▸ **Requirements**
Set down the records below word for word, everything from the line containing "of the dark" down to the end of the records.

— Start of Material for this task —

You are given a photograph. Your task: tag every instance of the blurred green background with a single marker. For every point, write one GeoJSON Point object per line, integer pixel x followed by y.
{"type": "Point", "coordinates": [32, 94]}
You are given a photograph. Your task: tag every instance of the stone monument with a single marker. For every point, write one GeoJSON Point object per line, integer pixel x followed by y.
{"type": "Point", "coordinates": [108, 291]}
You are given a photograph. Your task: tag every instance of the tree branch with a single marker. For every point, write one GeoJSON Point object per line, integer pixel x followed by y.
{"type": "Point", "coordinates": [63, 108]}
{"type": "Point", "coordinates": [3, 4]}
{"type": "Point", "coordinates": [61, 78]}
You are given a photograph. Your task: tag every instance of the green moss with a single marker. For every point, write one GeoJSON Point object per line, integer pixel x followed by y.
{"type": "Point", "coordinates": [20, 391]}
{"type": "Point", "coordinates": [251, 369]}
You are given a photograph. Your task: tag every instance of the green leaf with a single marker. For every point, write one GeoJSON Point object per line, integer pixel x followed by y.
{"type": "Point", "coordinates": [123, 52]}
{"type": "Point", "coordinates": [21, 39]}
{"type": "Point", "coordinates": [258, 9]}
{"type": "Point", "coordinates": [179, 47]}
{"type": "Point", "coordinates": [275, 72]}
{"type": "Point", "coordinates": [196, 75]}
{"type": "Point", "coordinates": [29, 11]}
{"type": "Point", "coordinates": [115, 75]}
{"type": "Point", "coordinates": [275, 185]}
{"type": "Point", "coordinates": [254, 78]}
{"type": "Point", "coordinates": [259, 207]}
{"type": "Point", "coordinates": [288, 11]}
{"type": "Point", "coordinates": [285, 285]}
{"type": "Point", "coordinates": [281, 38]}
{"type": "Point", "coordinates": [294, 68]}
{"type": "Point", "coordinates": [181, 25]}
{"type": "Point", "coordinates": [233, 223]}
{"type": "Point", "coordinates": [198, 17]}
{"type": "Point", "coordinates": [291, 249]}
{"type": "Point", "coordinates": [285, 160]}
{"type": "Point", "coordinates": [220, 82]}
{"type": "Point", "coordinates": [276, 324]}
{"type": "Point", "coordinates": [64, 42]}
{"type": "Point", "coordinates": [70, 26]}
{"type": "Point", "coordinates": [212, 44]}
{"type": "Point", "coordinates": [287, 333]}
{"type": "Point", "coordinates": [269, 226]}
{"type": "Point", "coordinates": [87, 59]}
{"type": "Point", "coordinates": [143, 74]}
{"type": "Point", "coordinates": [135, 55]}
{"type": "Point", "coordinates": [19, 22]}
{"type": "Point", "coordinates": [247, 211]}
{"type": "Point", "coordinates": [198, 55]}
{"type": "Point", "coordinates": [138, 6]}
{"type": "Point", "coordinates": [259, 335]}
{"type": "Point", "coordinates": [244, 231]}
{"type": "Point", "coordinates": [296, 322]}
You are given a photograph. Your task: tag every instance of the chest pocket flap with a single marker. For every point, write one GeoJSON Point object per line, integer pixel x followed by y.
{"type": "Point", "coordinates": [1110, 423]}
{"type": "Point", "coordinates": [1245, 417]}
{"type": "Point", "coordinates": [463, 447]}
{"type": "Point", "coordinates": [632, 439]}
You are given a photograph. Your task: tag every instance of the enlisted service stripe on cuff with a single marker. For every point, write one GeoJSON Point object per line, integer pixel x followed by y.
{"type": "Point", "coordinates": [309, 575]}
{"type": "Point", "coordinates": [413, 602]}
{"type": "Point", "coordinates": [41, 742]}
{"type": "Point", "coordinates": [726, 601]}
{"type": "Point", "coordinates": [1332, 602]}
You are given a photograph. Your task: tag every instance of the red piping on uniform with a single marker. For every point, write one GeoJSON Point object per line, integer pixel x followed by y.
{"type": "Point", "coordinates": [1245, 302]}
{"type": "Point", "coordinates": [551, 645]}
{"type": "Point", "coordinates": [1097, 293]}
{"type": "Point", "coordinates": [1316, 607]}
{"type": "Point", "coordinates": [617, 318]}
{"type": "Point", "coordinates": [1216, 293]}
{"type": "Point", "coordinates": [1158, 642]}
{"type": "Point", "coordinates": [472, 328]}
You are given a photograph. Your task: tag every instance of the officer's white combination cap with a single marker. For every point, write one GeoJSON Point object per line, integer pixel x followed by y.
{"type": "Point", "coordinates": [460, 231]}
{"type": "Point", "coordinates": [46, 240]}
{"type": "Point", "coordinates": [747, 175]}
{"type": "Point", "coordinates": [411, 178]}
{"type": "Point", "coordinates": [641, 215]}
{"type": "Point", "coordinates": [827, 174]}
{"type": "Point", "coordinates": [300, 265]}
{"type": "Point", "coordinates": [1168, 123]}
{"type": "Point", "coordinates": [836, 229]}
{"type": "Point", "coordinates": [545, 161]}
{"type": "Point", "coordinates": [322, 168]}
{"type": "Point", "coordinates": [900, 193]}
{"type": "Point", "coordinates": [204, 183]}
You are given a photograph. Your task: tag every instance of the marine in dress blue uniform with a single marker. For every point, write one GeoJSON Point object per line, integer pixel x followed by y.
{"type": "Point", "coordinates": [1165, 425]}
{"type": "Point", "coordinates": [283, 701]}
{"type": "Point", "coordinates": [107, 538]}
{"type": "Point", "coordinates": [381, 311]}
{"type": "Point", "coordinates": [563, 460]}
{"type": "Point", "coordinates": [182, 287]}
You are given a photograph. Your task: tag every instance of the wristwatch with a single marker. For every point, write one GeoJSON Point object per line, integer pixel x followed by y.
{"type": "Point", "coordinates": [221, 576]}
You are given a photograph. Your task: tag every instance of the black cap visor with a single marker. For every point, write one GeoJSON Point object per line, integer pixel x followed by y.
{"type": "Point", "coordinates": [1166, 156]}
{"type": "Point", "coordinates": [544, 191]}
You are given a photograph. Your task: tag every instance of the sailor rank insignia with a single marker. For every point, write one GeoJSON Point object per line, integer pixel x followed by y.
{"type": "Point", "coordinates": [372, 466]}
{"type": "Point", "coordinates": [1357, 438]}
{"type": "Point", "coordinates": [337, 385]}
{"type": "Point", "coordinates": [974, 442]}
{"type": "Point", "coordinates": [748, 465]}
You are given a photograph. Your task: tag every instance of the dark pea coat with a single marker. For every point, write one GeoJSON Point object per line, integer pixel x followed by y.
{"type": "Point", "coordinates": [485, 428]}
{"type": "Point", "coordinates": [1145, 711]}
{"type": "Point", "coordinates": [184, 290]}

— End of Material for this task —

▸ **Exercise output**
You are given a photograph. Your task: tag every instance of the dark pea coat with a single marker. For every point, write one GeoJSON Point object per line, integer pixel x followed by y.
{"type": "Point", "coordinates": [485, 428]}
{"type": "Point", "coordinates": [1145, 711]}
{"type": "Point", "coordinates": [184, 290]}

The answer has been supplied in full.